**Blok Teks:**
┄┄┄┄┄┄

Personal Blog

KIMI, CEPAT SEHAT, NAK….







Benar memang, tahu lebih baik daripada tidak tahu, meski ia tidaklah lebih baik daripada mengalami. Di dasar sekali, yang paling buruk, ialah pura-pura tak tahu. Sekadar berbicara atau menatap mata orang yang berpura-pura tak tahu jelas lebih sulit daripada terjebak di sebuah toilet umum yang tak ada airnya yang dari dalamnya baru saja seorang gadis cantik keluar dengan wajah setengah merunduk melintasi kita yang berdiri menahan mulas di depan pintu.
Aku sungguh-sungguh kerap berdoa agar Tuhan berkenan menyelamatkan hidupku dari manusia-manusia yang ahli berpura-pura tak tahu. Maksudku, bila Tuhan tak mengabulkan doa itu, aku sama sekali tak memiliki literatur yang bisa dijadikan alasan untuk tidak menonjoknya. Pikiranku sederhana sekali, tonjokan di muka barangkali lebih ia butuhkan untuk menolong saraf-saraf otaknya tersambung kembali daripada sederet khutbah tentang betapa buruknya menjadi munafik.
Baiklah, sebenarnya aku hendak berkisah tentang kucing. Bukan seekor, tapi sesosok. Bagiku, tanpa bermaksud meniru George Orwell, kucing lebih sering lebih manusiawi dibanding manusia. Kucing adalah makhluk religius, spiritualis.
Kau terbahak? Aku tidak. Bagaimana mungkin aku bisa mentertawakan sesosok makhluk Tuhan yang tak pernah berdusta, menuding, memaki, memaksa, menghujat, dan mengkafirkan sesama atas nama Tuhan?
Pikirkan, Kau!
Kucing adalah makhluk-Nya, manusia adalah makhluk-Nya. Kau boleh girang karena Tuhan pilih kasih dengan memberi Kau akal dan tidak pada kucing. Tapi, akal macam apakah gerangan yang bercokol di batok kepala bila isinya hanyalah serapah dan nistaan?
Kucing tak memiliki akal, tetapi Tuhan memberinya hati. Mana lebih unggul akal dan hati?
Jelas hati. Banyak betul manusia cerdik pandai dengan gelar berderet dan koleksi buku berbanjar, tapi maling juga. Abah yang telah berjumpa ibu di surga, dulu, pernah berkata di telepon dengan suara keras, “Jika hanya ingin jadi pedagang ayam, kau tak perlu kuliah jauh-jauh ke Jogja!” Aku gagal untuk tak menggubah amarah abah jadi: “Jika hanya ingin jadi maling, kau tak perlu punya akal yang cerdik pandai!”
Matinya mata air hati di hadapan akal yang cerdik pandai merupakan bencana yang lebih mengerikan dibanding prahara apa pun. Kucing tak pernah bermasalah dengan bencana akal. Perkara jernih hati, kucing selalu merawatnya. Manusia tak selalu, bukan?

┄┄┄┄┄┄

Data pelabelan koordinat:
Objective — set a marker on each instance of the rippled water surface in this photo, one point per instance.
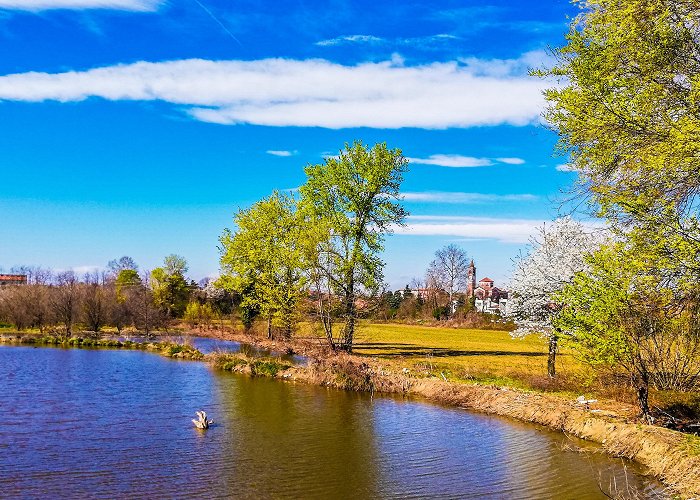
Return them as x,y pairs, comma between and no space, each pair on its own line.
99,423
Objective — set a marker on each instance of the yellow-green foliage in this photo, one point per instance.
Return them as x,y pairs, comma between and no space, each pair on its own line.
239,362
467,353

┄┄┄┄┄┄

**Tugas untuk Diselesaikan:** Salin kata demi kata bagian tulisan tentang kucing, mulai dari "Matinya mata air" terus hingga "tak selalu, bukan?".

**Latihan Selesai:**
Matinya mata air hati di hadapan akal yang cerdik pandai merupakan bencana yang lebih mengerikan dibanding prahara apa pun. Kucing tak pernah bermasalah dengan bencana akal. Perkara jernih hati, kucing selalu merawatnya. Manusia tak selalu, bukan?